▸ SELECTED PASSAGE:

☆ ☆ ☆ ☆ ☆ ☆ ☆

## **Model summary**
---

Here we compare the models (again but more in detail and nicely). Some of the process has been already done in GLM-HMM-fitting-Jupyter notebooks, but the main aim of this notebooks is to allow users to do more exploratory analysis.

In [1]:
%load_ext autoreload
%autoreload 2

In [2]:
import numpy as np
from sklearn import preprocessing
import json
import sys
import os
import matplotlib.pyplot as plt
import pandas as pd
import seaborn as sns

sys.path.append('../../2_fit_models/dmdm')
from data_io import get_file_dir, load_animal_list, load_cv_arr, load_data
from data_labels import create_abort_mask, partition_data_by_session
from plot_model_perform import create_cv_frame_for_plotting, plot_state_Wk, plot_state_dwelltime
from plotting_utils import load_glmhmm_result, calc_dwell_time
from plot_animal_behav import plot_PC, plot_CC, plot_FArate
import matplotlib.ticker as ticker

In /nfs/nhome/live/skuroda/.conda/envs/glmhmm/lib/python3.7/site-packages/matplotlib/mpl-data/stylelib/_classic_test.mplstyle: 
The text.latex.preview rcparam was deprecated in Matplotlib 3.3 and will be removed two minor releases later.

☆ ☆ ☆ ☆ ☆ ☆ ☆

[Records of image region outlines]
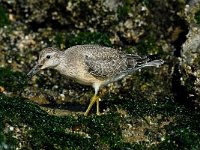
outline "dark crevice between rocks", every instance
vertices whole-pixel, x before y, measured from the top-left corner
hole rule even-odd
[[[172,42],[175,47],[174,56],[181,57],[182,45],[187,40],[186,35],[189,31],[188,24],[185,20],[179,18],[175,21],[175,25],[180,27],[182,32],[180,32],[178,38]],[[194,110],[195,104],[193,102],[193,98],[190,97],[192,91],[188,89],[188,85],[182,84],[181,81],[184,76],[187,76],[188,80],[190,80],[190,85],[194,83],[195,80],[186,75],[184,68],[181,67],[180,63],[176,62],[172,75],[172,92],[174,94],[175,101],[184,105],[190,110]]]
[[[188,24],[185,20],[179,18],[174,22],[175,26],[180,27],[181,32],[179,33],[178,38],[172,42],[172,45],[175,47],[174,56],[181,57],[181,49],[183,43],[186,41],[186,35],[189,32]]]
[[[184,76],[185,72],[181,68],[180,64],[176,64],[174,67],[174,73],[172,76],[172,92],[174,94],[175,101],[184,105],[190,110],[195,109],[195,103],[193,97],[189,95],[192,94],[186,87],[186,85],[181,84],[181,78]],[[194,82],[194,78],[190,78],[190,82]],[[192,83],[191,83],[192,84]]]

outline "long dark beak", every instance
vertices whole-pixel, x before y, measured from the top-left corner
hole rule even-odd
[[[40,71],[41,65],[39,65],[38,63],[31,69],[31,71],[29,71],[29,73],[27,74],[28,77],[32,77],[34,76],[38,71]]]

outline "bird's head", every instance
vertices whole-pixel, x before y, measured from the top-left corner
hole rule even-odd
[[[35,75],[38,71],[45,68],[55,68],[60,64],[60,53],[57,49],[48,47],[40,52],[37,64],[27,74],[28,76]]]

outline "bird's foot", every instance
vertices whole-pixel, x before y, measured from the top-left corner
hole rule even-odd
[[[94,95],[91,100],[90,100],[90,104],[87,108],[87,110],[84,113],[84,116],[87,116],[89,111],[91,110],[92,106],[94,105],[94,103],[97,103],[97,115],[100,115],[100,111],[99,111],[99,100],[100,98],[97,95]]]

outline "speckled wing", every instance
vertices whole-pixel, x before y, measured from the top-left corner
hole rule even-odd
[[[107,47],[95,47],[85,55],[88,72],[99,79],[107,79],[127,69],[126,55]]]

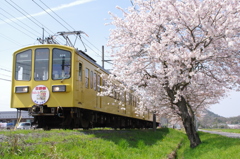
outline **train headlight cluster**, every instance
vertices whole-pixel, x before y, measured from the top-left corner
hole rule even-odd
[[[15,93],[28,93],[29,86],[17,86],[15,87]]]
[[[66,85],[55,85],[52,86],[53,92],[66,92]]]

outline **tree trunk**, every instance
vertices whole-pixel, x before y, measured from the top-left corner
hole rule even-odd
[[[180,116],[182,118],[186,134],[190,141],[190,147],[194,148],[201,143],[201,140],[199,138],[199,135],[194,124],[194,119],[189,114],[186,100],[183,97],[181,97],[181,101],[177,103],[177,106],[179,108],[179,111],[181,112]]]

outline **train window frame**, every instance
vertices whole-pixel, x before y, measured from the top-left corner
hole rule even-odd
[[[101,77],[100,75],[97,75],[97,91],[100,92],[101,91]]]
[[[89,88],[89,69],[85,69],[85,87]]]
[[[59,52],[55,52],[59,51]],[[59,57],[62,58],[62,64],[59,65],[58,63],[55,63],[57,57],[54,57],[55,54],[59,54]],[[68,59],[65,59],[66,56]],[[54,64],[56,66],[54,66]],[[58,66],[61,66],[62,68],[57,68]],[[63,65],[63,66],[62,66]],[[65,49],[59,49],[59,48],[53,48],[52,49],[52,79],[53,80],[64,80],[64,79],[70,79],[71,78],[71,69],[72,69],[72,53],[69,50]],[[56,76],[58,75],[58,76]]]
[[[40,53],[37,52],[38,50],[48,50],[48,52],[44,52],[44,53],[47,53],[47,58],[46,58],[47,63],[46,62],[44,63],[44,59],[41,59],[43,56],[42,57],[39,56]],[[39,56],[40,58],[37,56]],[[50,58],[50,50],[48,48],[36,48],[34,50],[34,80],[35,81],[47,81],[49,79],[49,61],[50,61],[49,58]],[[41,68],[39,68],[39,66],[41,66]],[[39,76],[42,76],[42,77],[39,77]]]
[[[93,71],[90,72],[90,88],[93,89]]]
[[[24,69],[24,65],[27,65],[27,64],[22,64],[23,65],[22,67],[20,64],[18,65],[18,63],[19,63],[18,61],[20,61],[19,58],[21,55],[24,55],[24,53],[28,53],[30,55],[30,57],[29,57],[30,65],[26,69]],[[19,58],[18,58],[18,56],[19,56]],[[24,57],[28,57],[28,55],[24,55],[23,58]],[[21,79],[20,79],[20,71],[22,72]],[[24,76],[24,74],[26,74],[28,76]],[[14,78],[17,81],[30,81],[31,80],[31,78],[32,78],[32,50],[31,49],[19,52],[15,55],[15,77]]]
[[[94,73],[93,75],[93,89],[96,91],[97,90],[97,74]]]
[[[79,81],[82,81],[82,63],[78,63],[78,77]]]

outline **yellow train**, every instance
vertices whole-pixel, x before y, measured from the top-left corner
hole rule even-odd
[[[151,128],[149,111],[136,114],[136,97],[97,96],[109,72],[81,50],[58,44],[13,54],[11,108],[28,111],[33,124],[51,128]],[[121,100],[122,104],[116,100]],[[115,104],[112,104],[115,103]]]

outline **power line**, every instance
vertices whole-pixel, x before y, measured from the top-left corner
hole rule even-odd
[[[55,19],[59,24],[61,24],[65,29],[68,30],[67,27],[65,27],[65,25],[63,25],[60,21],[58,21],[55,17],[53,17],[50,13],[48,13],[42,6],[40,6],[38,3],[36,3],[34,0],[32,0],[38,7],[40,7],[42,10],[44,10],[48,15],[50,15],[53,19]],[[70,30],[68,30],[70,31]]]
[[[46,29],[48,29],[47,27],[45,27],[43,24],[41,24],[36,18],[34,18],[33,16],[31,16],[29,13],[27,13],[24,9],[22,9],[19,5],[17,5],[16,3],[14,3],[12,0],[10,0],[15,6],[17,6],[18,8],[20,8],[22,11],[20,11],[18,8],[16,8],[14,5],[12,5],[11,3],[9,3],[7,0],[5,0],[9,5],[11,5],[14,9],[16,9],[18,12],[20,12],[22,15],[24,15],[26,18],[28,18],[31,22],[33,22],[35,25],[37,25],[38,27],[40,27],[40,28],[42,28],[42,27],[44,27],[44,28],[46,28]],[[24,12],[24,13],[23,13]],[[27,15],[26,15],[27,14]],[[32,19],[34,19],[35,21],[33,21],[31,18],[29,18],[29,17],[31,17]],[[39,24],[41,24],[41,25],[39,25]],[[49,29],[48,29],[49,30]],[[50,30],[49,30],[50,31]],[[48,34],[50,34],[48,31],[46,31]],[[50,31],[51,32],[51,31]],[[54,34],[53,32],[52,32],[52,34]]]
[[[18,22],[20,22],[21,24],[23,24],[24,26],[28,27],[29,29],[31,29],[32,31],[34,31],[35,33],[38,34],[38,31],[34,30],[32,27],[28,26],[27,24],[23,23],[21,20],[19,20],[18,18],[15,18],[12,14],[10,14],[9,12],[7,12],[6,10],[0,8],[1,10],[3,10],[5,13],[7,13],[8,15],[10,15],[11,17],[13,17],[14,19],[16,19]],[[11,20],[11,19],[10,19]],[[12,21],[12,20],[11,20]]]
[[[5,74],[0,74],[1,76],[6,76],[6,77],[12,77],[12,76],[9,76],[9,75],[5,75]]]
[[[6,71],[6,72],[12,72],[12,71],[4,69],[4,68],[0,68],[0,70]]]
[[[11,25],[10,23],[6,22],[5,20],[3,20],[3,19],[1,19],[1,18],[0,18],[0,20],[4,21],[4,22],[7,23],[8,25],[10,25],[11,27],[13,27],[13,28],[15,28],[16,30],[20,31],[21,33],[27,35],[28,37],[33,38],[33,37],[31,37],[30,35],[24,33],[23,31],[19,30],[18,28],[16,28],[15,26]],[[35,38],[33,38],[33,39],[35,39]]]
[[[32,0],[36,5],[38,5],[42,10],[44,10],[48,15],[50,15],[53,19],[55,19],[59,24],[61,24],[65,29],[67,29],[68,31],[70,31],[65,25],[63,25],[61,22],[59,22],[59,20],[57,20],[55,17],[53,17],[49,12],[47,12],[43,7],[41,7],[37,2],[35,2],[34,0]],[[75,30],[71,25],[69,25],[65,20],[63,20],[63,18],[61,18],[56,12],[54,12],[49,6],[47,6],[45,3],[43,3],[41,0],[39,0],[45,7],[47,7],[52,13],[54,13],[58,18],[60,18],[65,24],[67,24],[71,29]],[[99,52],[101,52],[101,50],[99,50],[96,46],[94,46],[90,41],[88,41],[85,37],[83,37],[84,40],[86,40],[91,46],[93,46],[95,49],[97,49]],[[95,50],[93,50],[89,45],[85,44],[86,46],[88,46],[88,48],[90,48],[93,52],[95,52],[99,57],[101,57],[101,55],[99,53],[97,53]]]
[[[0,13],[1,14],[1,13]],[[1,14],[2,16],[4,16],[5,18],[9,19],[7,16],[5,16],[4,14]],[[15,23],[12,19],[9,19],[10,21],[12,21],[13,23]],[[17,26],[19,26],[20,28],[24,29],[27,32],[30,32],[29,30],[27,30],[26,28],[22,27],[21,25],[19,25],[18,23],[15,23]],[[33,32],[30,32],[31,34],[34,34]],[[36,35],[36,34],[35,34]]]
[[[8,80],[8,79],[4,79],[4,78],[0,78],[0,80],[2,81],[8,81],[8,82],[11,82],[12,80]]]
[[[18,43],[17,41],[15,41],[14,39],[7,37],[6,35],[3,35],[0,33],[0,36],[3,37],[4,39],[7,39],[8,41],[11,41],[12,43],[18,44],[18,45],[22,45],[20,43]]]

☆ ☆ ☆ ☆ ☆ ☆ ☆

▸ WHAT IS NEEDED:
Copy out the model summary notebook above word for word, in full.

▸ TASK RESULT:
## **Model summary**
---

Here we compare the models (again but more in detail and nicely). Some of the process has been already done in GLM-HMM-fitting-Jupyter notebooks, but the main aim of this notebooks is to allow users to do more exploratory analysis.

In [1]:
%load_ext autoreload
%autoreload 2

In [2]:
import numpy as np
from sklearn import preprocessing
import json
import sys
import os
import matplotlib.pyplot as plt
import pandas as pd
import seaborn as sns

sys.path.append('../../2_fit_models/dmdm')
from data_io import get_file_dir, load_animal_list, load_cv_arr, load_data
from data_labels import create_abort_mask, partition_data_by_session
from plot_model_perform import create_cv_frame_for_plotting, plot_state_Wk, plot_state_dwelltime
from plotting_utils import load_glmhmm_result, calc_dwell_time
from plot_animal_behav import plot_PC, plot_CC, plot_FArate
import matplotlib.ticker as ticker

In /nfs/nhome/live/skuroda/.conda/envs/glmhmm/lib/python3.7/site-packages/matplotlib/mpl-data/stylelib/_classic_test.mplstyle: 
The text.latex.preview rcparam was deprecated in Matplotlib 3.3 and will be removed two minor releases later.